Reproduce the listing below with "A single point for each instance" substituted for each occurrence of "One point per instance", keeping everything else the same. Leave the pictures out of your answer.

-- Start Task data --

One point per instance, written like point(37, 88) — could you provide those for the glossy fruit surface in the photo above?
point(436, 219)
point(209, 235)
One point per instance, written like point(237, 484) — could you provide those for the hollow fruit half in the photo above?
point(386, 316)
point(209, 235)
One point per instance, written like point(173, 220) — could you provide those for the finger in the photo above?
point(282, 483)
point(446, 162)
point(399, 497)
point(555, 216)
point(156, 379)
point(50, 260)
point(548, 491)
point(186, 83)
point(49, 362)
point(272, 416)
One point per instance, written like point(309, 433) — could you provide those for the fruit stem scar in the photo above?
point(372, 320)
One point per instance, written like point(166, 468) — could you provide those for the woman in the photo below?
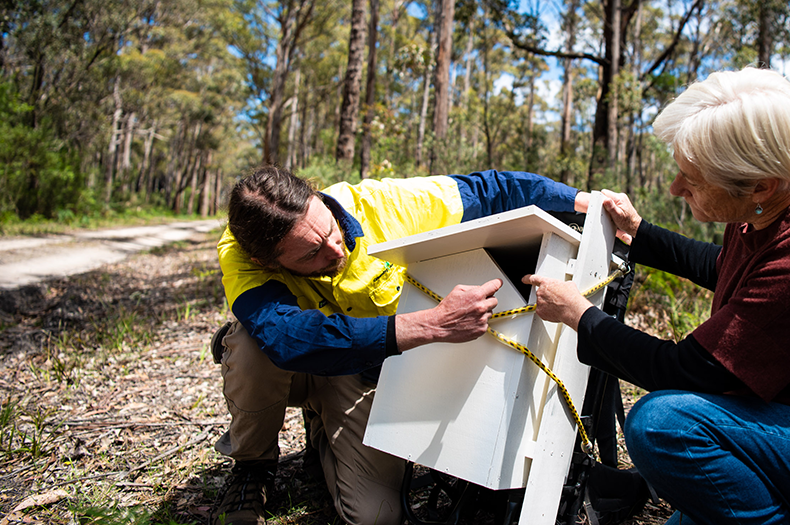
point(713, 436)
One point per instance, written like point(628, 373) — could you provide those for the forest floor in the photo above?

-- End Task data --

• **The result**
A single point for each instance, written like point(37, 88) — could you provide those for the glossy fruit surface in the photo above?
point(436, 219)
point(209, 235)
A single point for each instance, written like point(237, 484) — could you provide those for the hollow fruit half in the photo above?
point(386, 316)
point(209, 235)
A single point for each instance, written like point(173, 220) — could you provide those for the finger in the photo above?
point(282, 483)
point(446, 162)
point(399, 497)
point(555, 216)
point(156, 379)
point(50, 260)
point(548, 491)
point(186, 83)
point(49, 362)
point(272, 416)
A single point for each instance, written like point(309, 433) — could you provide those for the fruit stem scar in the photo above?
point(372, 320)
A single point for each instance, written like point(166, 468) — could you provide those for the woman in the photo below?
point(713, 436)
A single point for each instance, written like point(628, 373) — could you provide those for the forest floor in the photo above?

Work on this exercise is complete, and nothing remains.